# SOURCE DATA:
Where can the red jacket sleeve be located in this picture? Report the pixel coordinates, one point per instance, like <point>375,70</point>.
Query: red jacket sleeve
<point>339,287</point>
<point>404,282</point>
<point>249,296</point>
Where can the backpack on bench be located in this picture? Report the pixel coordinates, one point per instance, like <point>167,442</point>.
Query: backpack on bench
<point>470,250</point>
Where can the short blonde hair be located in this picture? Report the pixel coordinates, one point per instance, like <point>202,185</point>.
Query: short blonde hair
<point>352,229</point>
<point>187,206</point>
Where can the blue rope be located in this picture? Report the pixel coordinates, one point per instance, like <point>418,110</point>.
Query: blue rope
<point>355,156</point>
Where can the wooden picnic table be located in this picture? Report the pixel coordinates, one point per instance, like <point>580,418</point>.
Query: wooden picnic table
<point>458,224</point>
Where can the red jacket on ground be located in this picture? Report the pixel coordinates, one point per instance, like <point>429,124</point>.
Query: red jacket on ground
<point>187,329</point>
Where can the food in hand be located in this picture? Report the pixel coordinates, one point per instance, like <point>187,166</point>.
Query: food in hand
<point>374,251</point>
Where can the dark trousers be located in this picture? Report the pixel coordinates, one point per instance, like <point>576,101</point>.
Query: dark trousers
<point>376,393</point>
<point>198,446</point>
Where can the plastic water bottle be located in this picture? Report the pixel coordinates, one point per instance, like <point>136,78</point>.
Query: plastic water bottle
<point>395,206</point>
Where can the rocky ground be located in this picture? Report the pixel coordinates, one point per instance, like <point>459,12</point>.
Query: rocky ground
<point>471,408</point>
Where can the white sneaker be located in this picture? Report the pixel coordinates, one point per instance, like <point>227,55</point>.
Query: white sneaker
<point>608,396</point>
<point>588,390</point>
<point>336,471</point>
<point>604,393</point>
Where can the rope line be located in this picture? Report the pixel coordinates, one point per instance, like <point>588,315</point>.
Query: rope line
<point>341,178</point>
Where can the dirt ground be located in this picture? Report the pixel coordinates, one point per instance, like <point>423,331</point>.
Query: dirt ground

# ASSIGNMENT:
All of the records above should be given again exactly as written.

# RESPONSE TO THE TASK:
Where can the red jacket sleeve be located in this picture? Report the pixel coordinates, one point per instance, like <point>375,70</point>.
Query: red jacket sleeve
<point>339,287</point>
<point>404,282</point>
<point>249,296</point>
Where can the backpack on bench be located in this picture? Report the pixel coordinates, one point per instance, like <point>167,442</point>.
Query: backpack on bench
<point>470,250</point>
Where can the short blonde hair be located in this picture? Report the pixel coordinates, one point per instance, like <point>202,185</point>.
Query: short blonde hair
<point>352,229</point>
<point>187,206</point>
Where can the blue rope be located in this picture? Report the pixel coordinates, one point per instance, like <point>418,110</point>.
Query: blue rope
<point>355,156</point>
Where can the wooden picnic table be located in this picture? Report the pixel coordinates, one point per instance, like <point>580,418</point>.
Query: wooden picnic table
<point>458,224</point>
Where can the red jacket on ground be located in this picture? Report the pixel coordinates, one point per instance, like <point>429,124</point>.
Query: red jacket on ground
<point>187,329</point>
Where can the food in hand be located in this picture? Report the pixel coordinates, one point per instance, like <point>187,166</point>.
Query: food in hand
<point>374,251</point>
Where can the dark trousers be located in this picture? Report the pixel coordinates, one point per instance, like <point>576,101</point>.
Query: dark trousers
<point>376,393</point>
<point>198,446</point>
Where can the plastic water bottle be located in this picture? Report the pixel coordinates, one point per instance, like <point>136,78</point>.
Query: plastic water bottle
<point>395,206</point>
Where can the rocky ground be located in this picture? Report the pixel coordinates, one point per instance, like <point>459,12</point>.
Query: rocky ground
<point>471,408</point>
Where can the white sneaker be located in this picture? Report the pixel coordinates, one point per instance, like <point>227,55</point>.
Query: white sneaker
<point>608,396</point>
<point>588,390</point>
<point>336,471</point>
<point>604,393</point>
Where can the rope line be located in this picture? Report the pixel coordinates, one point per instance, like <point>588,315</point>.
Query: rope line
<point>341,178</point>
Where can the dirt ground be located in this picture? Report the pixel coordinates, one point per instance, like <point>423,331</point>.
Query: dirt ground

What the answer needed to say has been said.